The movement began as an association for Islamic reform, aiming to serve workers who had emigrated from the countryside to cities in the Suez region, then under British rule. It soon spread to Cairo (in 1932-1934) and, in its second decade, already had an estimated 500 branches and half a million members.

The movement was able to rise above similar organizations common in Egypt at the time and become highly popular thanks to Hassan al-Banna’s charisma and his ability to combine a religious message addressing the masses,[4] i.e., preaching for a return to pure, original Islam, and the socialist idea, i.e., the development of infrastructure for volunteer-based welfare services for the weaker urban sector of society. Another unique characteristic of the Muslim Brotherhood was that it bridged between folk customs and cultural traditions on one hand and modern concepts of education and organization on the other.

The social service network established by the movement formed the platform for the spread of its ideas, aimed to garner broader social support to eventually bring the Muslim Brotherhood to power. The flexibility in membership levels set by Al-Banna[5] also made it possible to recruit a wide spectrum of members within a short time.

In its formative phase, the movement also saw its share of disagreements and internal tensions. Challenges to Al-Banna’s leadership were heard as early as in 1932, as well as in 1939, and were accompanied by secessions of activists from the movement.

Despite the movement’s political aspirations, Hassan al-Banna’s original thought prohibits the movement from taking part in the party system due to concerns that such integration would lead to its corruption. The Muslim Brotherhood did avoid doing so early on, even though the royalist regime imposed no restrictions on it with regard to this issue.

The movement’s basic organizational structure emerged in the first decade of its existence. The General Guidance Office was established (with regional administrative offices and various associations under its control), and Hassan al-Banna became the first general guide (the highest position in the Muslim Brotherhood). A “secret apparatus” (the operative wing) was established alongside the leadership body. The purpose of the “secret apparatus” was to fight the British in Egypt and the Jews in Palestine to liberate Muslim lands. However, the existence of the apparatus likely reflected a deeper understanding within the movement that, in order to attain power, it would need not only a broad-based social consensus but also actual strength.

The movement’s violent activity through the “secret apparatus” began in the 1940s.[6] It was not aimed against Egyptians, but rather against the British and senior regime officials (taking mainly the form of retaliation for the regime’s measures against the movement and its activists).[7] Hassan al-Banna was eliminated in 1949, probably by the regime’s secret police, in revenge for the Muslim Brotherhood’s assassinations of the regime leaders. His elimination plunged the movement into a serious internal crisis.

• Set exercise 1
Could you rewrite every line of the saved entries, from the very first down to the line containing "[163,64,227,96]", with each bounding-box coordinate shifted by -105 and all other wording left as is?

(Saved entries)
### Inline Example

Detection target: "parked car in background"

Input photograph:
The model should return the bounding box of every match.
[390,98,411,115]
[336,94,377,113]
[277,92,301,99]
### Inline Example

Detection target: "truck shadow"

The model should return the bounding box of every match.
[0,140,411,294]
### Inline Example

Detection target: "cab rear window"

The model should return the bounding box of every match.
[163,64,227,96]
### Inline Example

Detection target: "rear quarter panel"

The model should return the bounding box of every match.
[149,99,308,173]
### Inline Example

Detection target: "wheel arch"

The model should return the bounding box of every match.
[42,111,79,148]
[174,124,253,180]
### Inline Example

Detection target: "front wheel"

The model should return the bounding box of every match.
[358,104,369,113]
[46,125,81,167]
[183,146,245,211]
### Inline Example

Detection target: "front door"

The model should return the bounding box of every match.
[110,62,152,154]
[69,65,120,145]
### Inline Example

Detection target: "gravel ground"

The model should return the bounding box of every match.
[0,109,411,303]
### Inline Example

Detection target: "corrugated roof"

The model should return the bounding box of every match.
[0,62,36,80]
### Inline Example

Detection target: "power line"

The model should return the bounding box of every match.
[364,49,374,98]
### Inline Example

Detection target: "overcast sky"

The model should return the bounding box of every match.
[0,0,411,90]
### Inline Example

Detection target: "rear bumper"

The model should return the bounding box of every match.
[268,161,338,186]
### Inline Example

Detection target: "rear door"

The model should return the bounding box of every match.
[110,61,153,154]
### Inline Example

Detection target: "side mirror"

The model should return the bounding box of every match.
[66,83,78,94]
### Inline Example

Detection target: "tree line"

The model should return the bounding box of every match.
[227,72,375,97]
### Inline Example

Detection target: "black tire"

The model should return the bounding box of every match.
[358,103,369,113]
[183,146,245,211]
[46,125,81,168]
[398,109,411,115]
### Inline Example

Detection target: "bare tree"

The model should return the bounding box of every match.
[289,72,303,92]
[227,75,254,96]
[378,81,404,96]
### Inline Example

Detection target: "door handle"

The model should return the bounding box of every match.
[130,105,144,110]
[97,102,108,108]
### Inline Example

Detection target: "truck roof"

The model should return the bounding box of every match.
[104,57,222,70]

• Set exercise 2
Could you edit the passage on the Muslim Brotherhood and write out everything from "The social service" down to "from the movement." with "platform" replaced by "foundation"?

• Correct response 1
### Inline Example

Detection target: "parked car in background"

Input photograph:
The model should return the bounding box of every match.
[285,-7,306,10]
[231,-11,272,8]
[172,-13,196,-6]
### Inline Example

Detection target: "truck shadow"

The model should return the bounding box of every match.
[-105,35,306,189]
### Inline Example

Detection target: "cab rear window"

The model should return the bounding box of every match.
[58,-41,122,-9]

• Correct response 2
The social service network established by the movement formed the foundation for the spread of its ideas, aimed to garner broader social support to eventually bring the Muslim Brotherhood to power. The flexibility in membership levels set by Al-Banna[5] also made it possible to recruit a wide spectrum of members within a short time.

In its formative phase, the movement also saw its share of disagreements and internal tensions. Challenges to Al-Banna’s leadership were heard as early as in 1932, as well as in 1939, and were accompanied by secessions of activists from the movement.